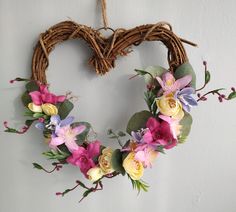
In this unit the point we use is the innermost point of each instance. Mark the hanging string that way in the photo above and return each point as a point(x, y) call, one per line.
point(104, 13)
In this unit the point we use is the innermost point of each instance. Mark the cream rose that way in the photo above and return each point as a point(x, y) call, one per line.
point(49, 109)
point(105, 161)
point(35, 108)
point(95, 174)
point(133, 167)
point(170, 106)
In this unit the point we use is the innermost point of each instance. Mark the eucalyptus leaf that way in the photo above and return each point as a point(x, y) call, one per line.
point(26, 99)
point(186, 123)
point(117, 162)
point(82, 137)
point(138, 121)
point(37, 166)
point(207, 77)
point(186, 69)
point(32, 86)
point(232, 95)
point(65, 108)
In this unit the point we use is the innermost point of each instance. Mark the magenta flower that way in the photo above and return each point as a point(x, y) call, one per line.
point(170, 85)
point(66, 135)
point(159, 134)
point(83, 157)
point(44, 96)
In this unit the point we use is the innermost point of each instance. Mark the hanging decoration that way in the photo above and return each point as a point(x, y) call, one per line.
point(165, 123)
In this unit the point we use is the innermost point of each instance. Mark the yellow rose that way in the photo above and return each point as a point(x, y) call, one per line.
point(133, 167)
point(170, 106)
point(95, 174)
point(49, 109)
point(105, 161)
point(35, 108)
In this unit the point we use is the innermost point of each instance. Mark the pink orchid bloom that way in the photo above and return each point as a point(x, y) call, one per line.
point(174, 125)
point(83, 157)
point(146, 156)
point(66, 135)
point(159, 133)
point(170, 85)
point(44, 96)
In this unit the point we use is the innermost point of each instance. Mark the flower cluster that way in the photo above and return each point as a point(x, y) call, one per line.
point(167, 122)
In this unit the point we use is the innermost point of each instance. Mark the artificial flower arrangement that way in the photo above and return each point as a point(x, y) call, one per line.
point(165, 124)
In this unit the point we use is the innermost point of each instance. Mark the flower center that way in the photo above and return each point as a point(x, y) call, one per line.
point(172, 103)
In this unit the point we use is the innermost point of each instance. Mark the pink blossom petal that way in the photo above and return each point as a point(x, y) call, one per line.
point(160, 82)
point(168, 77)
point(61, 98)
point(71, 145)
point(152, 124)
point(183, 82)
point(78, 130)
point(56, 141)
point(94, 149)
point(36, 97)
point(147, 137)
point(43, 88)
point(140, 156)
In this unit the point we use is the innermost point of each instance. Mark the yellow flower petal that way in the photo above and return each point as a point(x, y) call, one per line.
point(49, 109)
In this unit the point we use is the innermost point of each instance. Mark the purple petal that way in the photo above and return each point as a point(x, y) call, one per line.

#####

The problem
The listing above should be transcribed word for word, with its pictures left out.

The answer
In this unit the point we use is the innermost point of each instance. Mark the hanging string that way in the photo above and return each point as a point(x, y) call, one per line.
point(104, 13)
In this unit the point we use is the innermost point of each instance. Mark the cream rose that way in the photo above and return each point as a point(x, y) call, one per line.
point(49, 109)
point(105, 161)
point(35, 108)
point(95, 174)
point(133, 167)
point(170, 106)
In this unit the point we use is the innermost point of each instance. Mark the eucalyptus leaf that way in the photo above and return each point as a point(x, y) call, one per line.
point(26, 99)
point(186, 123)
point(117, 162)
point(82, 137)
point(138, 121)
point(37, 166)
point(207, 77)
point(186, 69)
point(32, 86)
point(232, 95)
point(65, 108)
In this unit the point we use is the innermost point of each instance. Mark the magenta flower that way in the photo above and return each point as a point(x, y) call, one per line.
point(170, 85)
point(66, 135)
point(159, 134)
point(83, 157)
point(44, 96)
In this unit the point we use is the innermost point of each instance. Mark the hanging decoration that way in the photo above and return each point as a point(x, y) call, one per line.
point(165, 123)
In this unit the point we use is the innermost point of each instance. Mark the yellow rose that way in the photo above and return each point as a point(x, y) call, one per line.
point(133, 167)
point(170, 106)
point(95, 174)
point(49, 109)
point(105, 161)
point(35, 108)
In this unit the point we use is the innermost point of each instance. Mark the pink orchid bloom that way in the photo above and return each point as a point(x, y) call, one per line.
point(174, 125)
point(83, 157)
point(146, 156)
point(66, 135)
point(159, 133)
point(170, 85)
point(44, 96)
In this unit the point we use is the innermost point of each instance. Mark the flower cluster that way in the photo above and return each point as a point(x, y) call, one per line.
point(167, 122)
In this unit the point we use is the innermost point of each instance. Mark the artificial flower arrangement that way in the photo above and return each point as a point(x, y) call, one per line.
point(165, 124)
In this unit the point we use is the innermost point of each instance. Mark the flower center that way in the photo above and return each point as a point(x, y) call, one per line.
point(172, 103)
In this unit the point we use is the innermost point of each instance. Mark the pink blossom petal that way in the photo above and return each point as a point(x, y) call, one per line.
point(160, 82)
point(168, 77)
point(61, 98)
point(71, 145)
point(152, 124)
point(183, 82)
point(78, 130)
point(56, 141)
point(94, 149)
point(36, 97)
point(147, 137)
point(43, 88)
point(140, 156)
In this unit the point we use is the innermost point of each instance. Mark the yellow flower petal that way in the photo above and return each point as a point(x, y) call, one per line.
point(49, 109)
In this unit the point we use is the innermost point of each instance. Mark the purple petal that way in the photo above and return each point as a point(x, y) call, one per line.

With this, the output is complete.